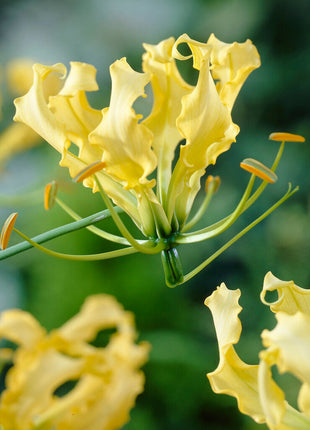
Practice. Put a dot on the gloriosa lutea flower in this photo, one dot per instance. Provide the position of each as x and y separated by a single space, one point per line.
107 379
17 137
288 348
119 151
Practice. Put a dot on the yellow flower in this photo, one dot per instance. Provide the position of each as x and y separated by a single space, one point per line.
288 348
61 381
18 137
131 160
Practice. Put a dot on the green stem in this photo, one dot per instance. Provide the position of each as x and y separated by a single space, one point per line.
88 257
93 229
56 232
205 234
123 229
194 272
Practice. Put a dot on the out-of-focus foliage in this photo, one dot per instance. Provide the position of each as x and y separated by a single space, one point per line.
275 98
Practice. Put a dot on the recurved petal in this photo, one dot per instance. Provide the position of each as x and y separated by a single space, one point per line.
125 142
231 64
233 376
21 328
97 313
291 298
82 77
205 122
271 397
17 138
199 50
168 89
289 344
32 109
30 384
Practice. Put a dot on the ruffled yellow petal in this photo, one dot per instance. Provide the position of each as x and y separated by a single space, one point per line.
33 111
71 109
289 344
205 123
126 143
97 313
68 115
233 376
107 379
271 397
21 328
231 65
168 90
199 50
15 139
291 298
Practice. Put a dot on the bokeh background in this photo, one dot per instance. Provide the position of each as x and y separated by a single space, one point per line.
275 98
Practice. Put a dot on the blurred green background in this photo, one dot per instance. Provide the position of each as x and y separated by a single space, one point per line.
275 98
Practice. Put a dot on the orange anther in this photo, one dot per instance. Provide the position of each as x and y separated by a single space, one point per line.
7 230
287 137
50 193
258 169
89 170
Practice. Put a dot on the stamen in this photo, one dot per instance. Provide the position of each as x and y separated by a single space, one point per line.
50 193
286 137
259 169
89 170
7 230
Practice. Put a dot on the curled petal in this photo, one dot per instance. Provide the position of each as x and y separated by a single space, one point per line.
21 328
126 144
97 313
231 65
168 90
205 123
291 298
17 138
271 397
106 379
32 109
289 344
233 376
199 50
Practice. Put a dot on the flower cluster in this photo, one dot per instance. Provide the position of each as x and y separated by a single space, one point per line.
287 348
132 160
38 387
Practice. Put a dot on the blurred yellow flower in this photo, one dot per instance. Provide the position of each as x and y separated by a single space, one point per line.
288 348
61 380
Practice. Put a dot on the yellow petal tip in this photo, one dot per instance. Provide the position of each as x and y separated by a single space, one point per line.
89 170
287 137
258 169
7 230
212 182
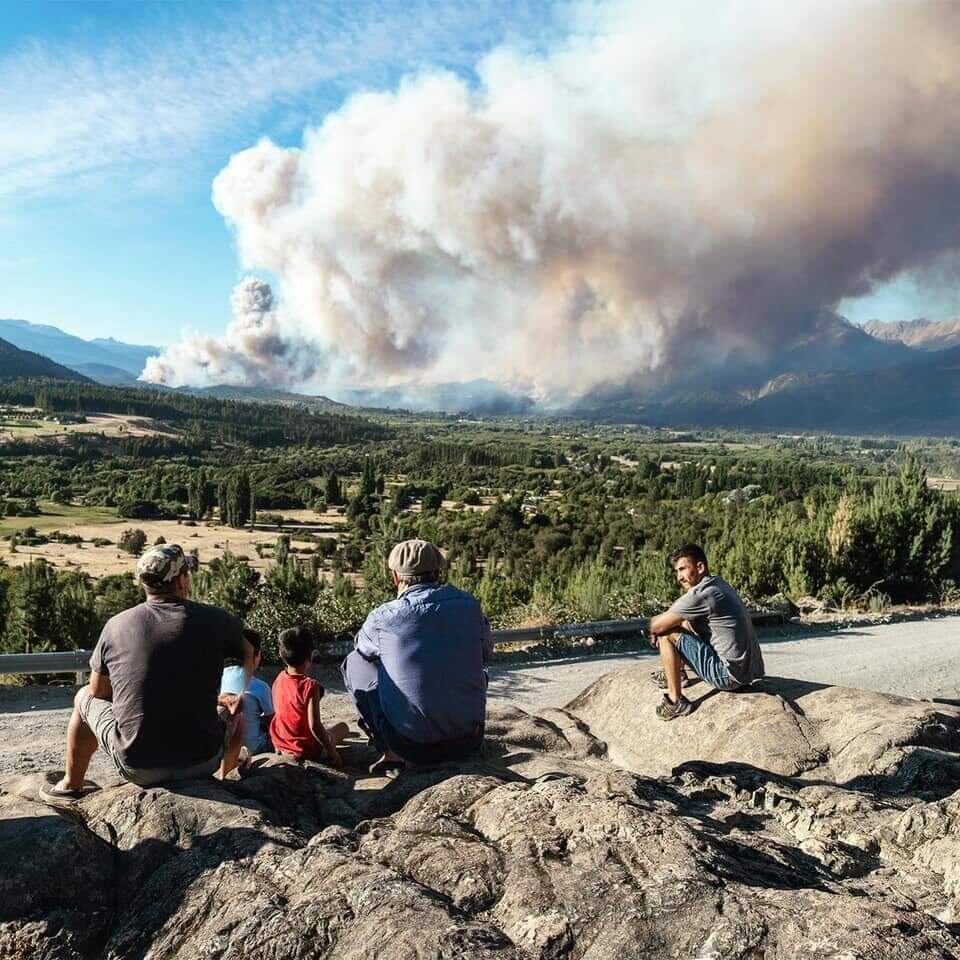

★ ★ ★ ★ ★

Given exercise » Rewrite all of the items above, changing "photo" to "image" and keeping everything else the same. Leave the pictures out.

Reply »
Practice. Put a dot on the gloriosa lutea flower in this image, one dot per instance. Provide the position of each as x and y separated by a single space, one point per line.
107 379
17 137
288 348
119 151
Practice. Put a dot on the yellow flower in this image, one dot per instance. Provide the position of each as x and y separated by a single space, one point per line.
288 348
61 381
18 137
131 160
Practice. Put a dot on the green stem in this image, one dot per instance. Provide the position of each as x and y separated by a single space, one point per line.
88 257
93 229
56 232
205 234
123 229
194 272
Practice. Put a dot on the out-of-focus foliage in this image, one dot per instance. Provide the position of each as x and y separated by a single space, one point per line.
275 98
Practice. Put a dot on the recurved petal in this image, one dot per instance. Provide the position of each as x and y separated by a single space, one point per line.
125 142
231 64
233 376
21 328
97 313
291 298
82 77
205 122
271 397
17 138
199 50
168 89
289 344
32 109
30 384
Practice. Put a dot on the ruffled yellow petal in this image, one dot per instance. Provide the position of each as x and y separated by a single space, one point per line.
33 111
71 109
289 344
205 123
126 143
97 313
68 115
233 376
107 379
271 397
21 328
231 65
168 90
199 50
15 139
291 298
Practice. Put a dot on the bokeh background in this image, one dot per instance. Provide the position of each as x and y separated by a single space, one point per line.
275 98
Practice. Put a dot on the blurred green background in this image, one dot per instance. Provide the position of each as x and y separated by a single space, one point per line.
275 98
Practice. Put a dot on the orange anther in this image, one dot per instance. Provide the position of each as x and y separated by a single space, one point per line.
7 230
287 137
50 193
258 169
89 170
Practice. Put a dot on the stamen in this image, one dot per instance. Provide the position of each as x and y separated by a single space, one point per line.
50 193
286 137
259 169
89 170
7 230
Practice. Put a dot on the curled petal in this image, one dot per instance. Provide the position of each as x and y separated by a single space, one point per line.
21 328
126 144
97 313
231 65
168 90
205 123
291 298
17 138
271 397
106 379
32 109
289 344
233 376
199 50
Practice. Put a dot on the flower cluster in this image, one dot per instance. Provide the position of each as x and y separated by a single space, one point per line.
287 348
132 160
38 387
Practice. Put a dot on the blurred yellow flower in this image, one dot per instance. Provide the position of each as x and y separated by a single space, one point per line.
288 348
61 380
Practice. Put a dot on the yellow petal tip in this image, one dot per instance. Provide the position of each as x and y separated by a single space, one point per line.
89 170
287 137
258 169
7 230
212 182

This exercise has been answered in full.